> **Information provided**:
Content starts

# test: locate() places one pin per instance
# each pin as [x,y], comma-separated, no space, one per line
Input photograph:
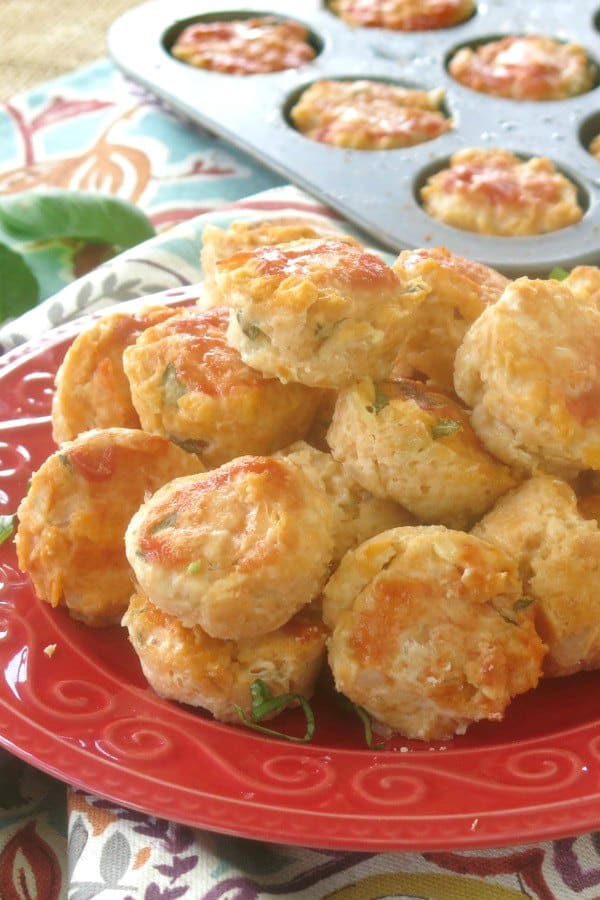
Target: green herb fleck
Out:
[363,715]
[558,273]
[7,526]
[380,401]
[444,427]
[252,332]
[173,387]
[264,703]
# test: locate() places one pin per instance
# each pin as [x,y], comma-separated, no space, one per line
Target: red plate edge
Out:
[73,717]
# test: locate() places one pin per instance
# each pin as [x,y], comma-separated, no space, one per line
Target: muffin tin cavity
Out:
[378,190]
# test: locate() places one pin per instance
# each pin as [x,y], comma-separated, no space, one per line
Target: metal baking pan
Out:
[378,190]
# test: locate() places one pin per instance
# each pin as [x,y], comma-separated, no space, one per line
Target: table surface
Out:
[42,39]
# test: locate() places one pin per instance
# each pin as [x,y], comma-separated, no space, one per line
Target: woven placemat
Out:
[42,39]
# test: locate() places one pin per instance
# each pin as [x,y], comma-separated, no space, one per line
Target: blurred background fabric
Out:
[42,39]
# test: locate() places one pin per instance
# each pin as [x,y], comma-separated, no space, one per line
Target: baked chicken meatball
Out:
[221,243]
[558,553]
[406,441]
[72,521]
[237,550]
[430,631]
[321,312]
[245,46]
[403,15]
[92,390]
[189,666]
[495,192]
[369,115]
[528,367]
[525,67]
[357,514]
[584,282]
[459,291]
[188,384]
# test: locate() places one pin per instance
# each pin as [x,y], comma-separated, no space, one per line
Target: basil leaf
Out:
[265,703]
[558,273]
[54,213]
[7,526]
[19,290]
[444,427]
[364,717]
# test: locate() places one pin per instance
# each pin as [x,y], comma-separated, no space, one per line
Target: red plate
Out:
[86,715]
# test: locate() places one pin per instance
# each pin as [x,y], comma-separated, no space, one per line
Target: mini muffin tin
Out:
[378,190]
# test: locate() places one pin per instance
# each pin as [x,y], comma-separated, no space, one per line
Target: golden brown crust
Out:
[528,367]
[558,553]
[237,550]
[244,46]
[459,291]
[92,390]
[369,115]
[320,312]
[495,192]
[189,666]
[72,521]
[403,15]
[525,67]
[190,385]
[430,632]
[410,443]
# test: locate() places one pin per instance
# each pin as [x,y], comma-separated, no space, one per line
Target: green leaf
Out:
[558,273]
[364,717]
[54,213]
[264,703]
[380,401]
[19,290]
[7,526]
[444,427]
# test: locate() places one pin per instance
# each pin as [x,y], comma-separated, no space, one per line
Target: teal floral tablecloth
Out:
[95,131]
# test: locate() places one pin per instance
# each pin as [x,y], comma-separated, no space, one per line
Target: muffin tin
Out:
[378,190]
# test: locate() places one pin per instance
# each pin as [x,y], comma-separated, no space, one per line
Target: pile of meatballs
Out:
[328,460]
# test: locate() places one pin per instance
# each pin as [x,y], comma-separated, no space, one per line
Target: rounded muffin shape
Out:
[403,15]
[92,390]
[237,550]
[357,514]
[189,666]
[190,385]
[72,522]
[558,553]
[495,192]
[245,46]
[221,243]
[430,631]
[459,291]
[528,368]
[406,441]
[584,282]
[321,312]
[369,115]
[524,67]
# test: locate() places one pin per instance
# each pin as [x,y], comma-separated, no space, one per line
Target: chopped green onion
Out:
[7,526]
[363,715]
[444,427]
[380,401]
[265,703]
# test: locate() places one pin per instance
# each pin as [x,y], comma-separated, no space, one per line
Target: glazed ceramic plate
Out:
[86,715]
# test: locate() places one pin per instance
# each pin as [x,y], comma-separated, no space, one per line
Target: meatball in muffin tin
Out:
[384,95]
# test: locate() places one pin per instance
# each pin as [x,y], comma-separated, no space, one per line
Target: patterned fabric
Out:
[92,130]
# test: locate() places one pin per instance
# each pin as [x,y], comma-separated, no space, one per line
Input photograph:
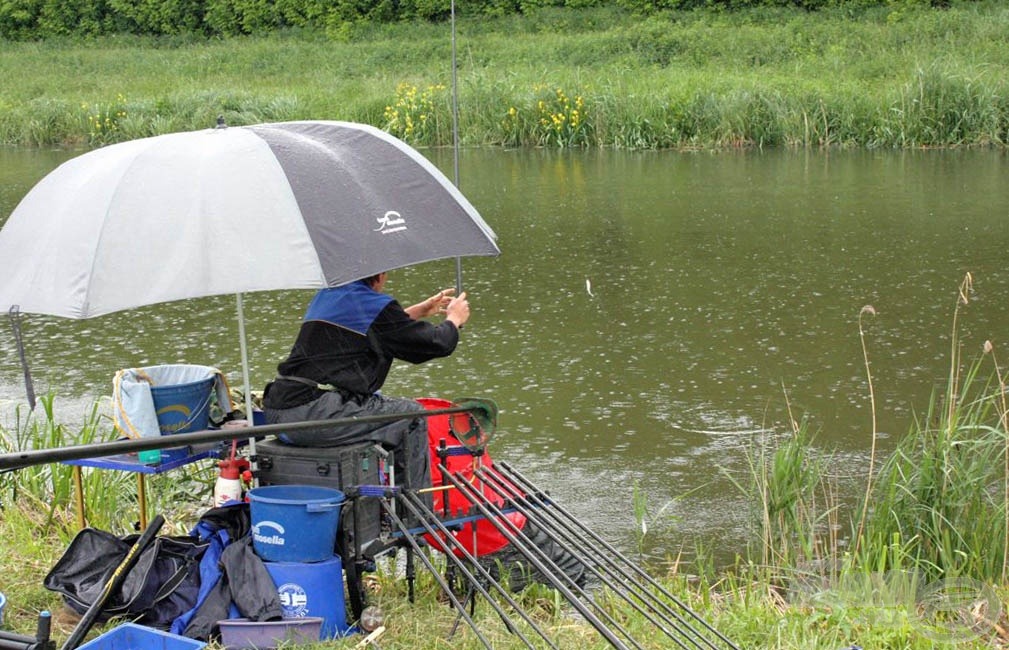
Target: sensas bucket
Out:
[183,408]
[295,523]
[312,589]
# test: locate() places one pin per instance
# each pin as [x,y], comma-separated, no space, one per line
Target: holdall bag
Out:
[162,584]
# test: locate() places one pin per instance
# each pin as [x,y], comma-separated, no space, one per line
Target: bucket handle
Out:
[321,508]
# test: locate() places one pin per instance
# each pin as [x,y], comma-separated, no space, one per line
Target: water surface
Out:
[652,317]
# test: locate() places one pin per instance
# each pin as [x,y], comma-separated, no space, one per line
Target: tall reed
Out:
[110,496]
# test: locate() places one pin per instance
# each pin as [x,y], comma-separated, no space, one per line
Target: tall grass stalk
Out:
[867,310]
[110,496]
[1004,422]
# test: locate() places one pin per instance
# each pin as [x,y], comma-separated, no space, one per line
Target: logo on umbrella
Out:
[391,221]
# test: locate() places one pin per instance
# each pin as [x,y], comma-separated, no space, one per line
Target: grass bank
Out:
[918,564]
[885,78]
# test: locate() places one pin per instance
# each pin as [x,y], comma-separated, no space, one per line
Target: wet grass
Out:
[895,77]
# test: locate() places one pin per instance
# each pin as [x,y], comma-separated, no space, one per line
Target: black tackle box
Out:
[337,467]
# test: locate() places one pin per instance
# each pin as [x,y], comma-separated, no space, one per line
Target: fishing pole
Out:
[547,567]
[434,571]
[417,508]
[29,457]
[524,483]
[455,138]
[555,529]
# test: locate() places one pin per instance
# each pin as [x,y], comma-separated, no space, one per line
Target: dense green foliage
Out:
[891,77]
[34,19]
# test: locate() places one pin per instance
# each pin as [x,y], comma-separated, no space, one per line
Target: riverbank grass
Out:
[889,77]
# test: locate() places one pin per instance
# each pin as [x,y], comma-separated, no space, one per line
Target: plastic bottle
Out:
[229,483]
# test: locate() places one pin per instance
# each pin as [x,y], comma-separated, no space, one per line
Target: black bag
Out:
[162,584]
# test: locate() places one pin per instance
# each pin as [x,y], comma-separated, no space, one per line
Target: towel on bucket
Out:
[133,403]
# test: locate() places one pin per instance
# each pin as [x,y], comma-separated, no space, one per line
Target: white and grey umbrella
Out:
[308,204]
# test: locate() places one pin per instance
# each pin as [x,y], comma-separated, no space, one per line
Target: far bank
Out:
[585,78]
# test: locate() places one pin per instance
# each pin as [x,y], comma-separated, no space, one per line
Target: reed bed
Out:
[596,77]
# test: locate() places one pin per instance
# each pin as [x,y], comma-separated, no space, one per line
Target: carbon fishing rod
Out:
[640,599]
[524,483]
[29,457]
[429,520]
[434,571]
[546,566]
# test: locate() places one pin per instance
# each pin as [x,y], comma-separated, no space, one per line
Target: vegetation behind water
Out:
[898,76]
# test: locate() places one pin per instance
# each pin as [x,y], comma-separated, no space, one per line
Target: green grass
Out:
[893,78]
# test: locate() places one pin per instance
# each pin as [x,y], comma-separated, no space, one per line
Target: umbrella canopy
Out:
[229,210]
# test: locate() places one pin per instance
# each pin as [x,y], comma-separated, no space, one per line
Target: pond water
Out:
[652,318]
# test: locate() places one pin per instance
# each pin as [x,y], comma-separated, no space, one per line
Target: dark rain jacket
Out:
[349,338]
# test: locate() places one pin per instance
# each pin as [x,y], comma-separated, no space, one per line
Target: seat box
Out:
[339,467]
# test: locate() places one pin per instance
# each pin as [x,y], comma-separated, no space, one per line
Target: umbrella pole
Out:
[455,139]
[245,374]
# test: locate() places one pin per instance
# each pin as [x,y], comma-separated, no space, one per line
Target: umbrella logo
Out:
[391,221]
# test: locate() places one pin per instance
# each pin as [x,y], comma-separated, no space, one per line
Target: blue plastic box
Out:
[130,636]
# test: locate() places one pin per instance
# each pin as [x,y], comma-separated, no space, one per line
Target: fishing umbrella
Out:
[307,204]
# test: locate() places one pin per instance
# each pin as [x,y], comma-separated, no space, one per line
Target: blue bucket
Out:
[312,589]
[183,408]
[295,523]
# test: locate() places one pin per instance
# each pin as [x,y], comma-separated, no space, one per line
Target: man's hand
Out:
[458,310]
[437,304]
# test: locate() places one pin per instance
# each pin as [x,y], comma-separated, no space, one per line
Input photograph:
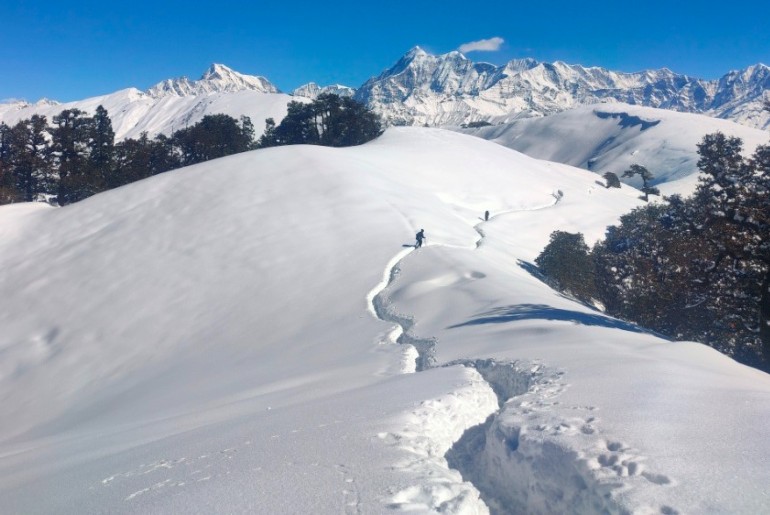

Content ends

> **Goal of the exercise**:
Copy needed, without pictures: the lines of the listing above from the line containing "Target: glazed ceramic plate" up to and including the line containing "Target: fishing pole", set down exactly.

> **Response below**:
Target: glazed ceramic plate
Out:
[86,715]
# test: locate() places one pin per instance
# each pin as [x,y], comma-separated, no space, one per line
Target: meatball in muffin tin
Out:
[384,95]
# test: locate() places one pin per instance
# each pin as [x,y], comma-separated, no space, one per line
Target: patterned fabric
Out:
[92,130]
# test: locate() places one pin per instance
# each pin as [x,y], comma-separated, no space, one per line
Input photograph:
Target: sensas bucket
Out:
[183,408]
[295,523]
[312,589]
# test: locate() places one pin per instance
# each pin as [x,y], comma-separated, no space, one per line
Target: holdall bag
Out:
[162,584]
# test: locate() places one pin per instance
# each pin as [x,y], comma-separated, no space, one per line
Target: bucket handle
Out:
[321,508]
# test: locate() places one pin per instance
# each pin as [x,y], comma-separated, no space, one per line
Target: water surface
Out:
[652,317]
# test: locate() places one pin per instance
# each pin as [x,y], comma-separated, no space, one per line
Target: tall reed
Out:
[110,496]
# test: locate() places one pin per instance
# each pin as [x,y], comma-separated, no space, one per line
Target: tall grass stalk
Out:
[867,310]
[110,496]
[1004,422]
# test: locate() places one pin per instance
# each pin as [x,y], comma-separated, no space, one per line
Target: logo on umbrella
Out:
[391,221]
# test: locate() places one pin per instance
# each pin as [x,y], comma-separated, no space, one per line
Target: grass bank
Out:
[918,564]
[885,78]
# test: locate() places one pin per instance
# each pin as [x,y], comma-separated, no space, one per line
Target: wet grass
Out:
[895,77]
# test: locate() places one pin per instance
# each pin as [x,y], comma-separated, no space, one per line
Target: black tackle box
Out:
[337,467]
# test: locate() places one pin per instance
# each pin as [x,y], comma-separated, no space, one per line
Target: fishing pole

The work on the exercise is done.